WORK TO DO — Copy out the lines verbatim, from the line with "task: segment the green frond" up to and including the line with "40 107 L 34".

· · ·

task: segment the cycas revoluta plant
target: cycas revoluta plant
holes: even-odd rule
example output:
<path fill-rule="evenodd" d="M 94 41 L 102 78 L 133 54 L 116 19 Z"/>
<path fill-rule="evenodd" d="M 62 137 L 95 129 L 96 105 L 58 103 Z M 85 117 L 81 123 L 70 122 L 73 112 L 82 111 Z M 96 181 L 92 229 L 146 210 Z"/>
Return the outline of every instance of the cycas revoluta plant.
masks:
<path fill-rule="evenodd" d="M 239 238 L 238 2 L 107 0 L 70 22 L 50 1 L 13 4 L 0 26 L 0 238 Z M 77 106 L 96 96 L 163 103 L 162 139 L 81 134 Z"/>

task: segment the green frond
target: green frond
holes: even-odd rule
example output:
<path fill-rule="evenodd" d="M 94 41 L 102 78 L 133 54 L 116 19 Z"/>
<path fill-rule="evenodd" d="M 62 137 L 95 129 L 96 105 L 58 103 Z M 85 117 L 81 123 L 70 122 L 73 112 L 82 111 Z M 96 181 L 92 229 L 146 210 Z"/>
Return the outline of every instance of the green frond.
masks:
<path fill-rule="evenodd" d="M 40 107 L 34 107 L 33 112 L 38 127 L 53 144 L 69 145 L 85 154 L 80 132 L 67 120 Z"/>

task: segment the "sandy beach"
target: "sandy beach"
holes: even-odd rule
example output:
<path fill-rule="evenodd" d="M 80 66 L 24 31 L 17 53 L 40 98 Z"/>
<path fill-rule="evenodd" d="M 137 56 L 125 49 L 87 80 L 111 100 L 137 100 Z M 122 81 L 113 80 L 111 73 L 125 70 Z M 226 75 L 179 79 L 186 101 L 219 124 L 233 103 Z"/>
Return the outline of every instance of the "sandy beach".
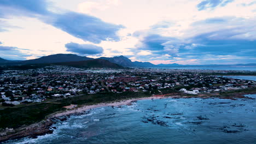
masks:
<path fill-rule="evenodd" d="M 80 113 L 84 112 L 86 111 L 98 108 L 100 107 L 103 106 L 119 106 L 121 105 L 130 105 L 132 101 L 140 100 L 144 100 L 144 99 L 162 99 L 162 98 L 170 98 L 176 97 L 177 96 L 170 96 L 170 97 L 165 97 L 165 95 L 154 95 L 150 97 L 147 97 L 147 98 L 135 98 L 135 99 L 127 99 L 125 100 L 121 100 L 117 102 L 112 102 L 112 103 L 100 103 L 98 104 L 92 105 L 84 105 L 82 107 L 78 107 L 78 108 L 73 108 L 72 109 L 67 109 L 66 111 L 61 111 L 57 112 L 56 113 L 54 113 L 49 116 L 50 118 L 55 118 L 58 117 L 60 116 L 67 116 L 69 115 L 71 115 L 73 113 Z"/>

· · ·

TASK RESULT —
task: segment the green frond
target: green frond
holes: even-odd rule
example output:
<path fill-rule="evenodd" d="M 94 41 L 102 78 L 133 54 L 116 19 Z"/>
<path fill-rule="evenodd" d="M 62 137 L 95 129 L 96 105 L 58 103 Z M 85 117 L 81 123 L 70 122 L 73 112 L 82 111 Z M 96 181 L 92 229 L 146 210 Z"/>
Return the outline of every instance of the green frond.
masks:
<path fill-rule="evenodd" d="M 40 107 L 34 107 L 33 112 L 38 127 L 53 144 L 69 145 L 85 154 L 80 132 L 67 120 Z"/>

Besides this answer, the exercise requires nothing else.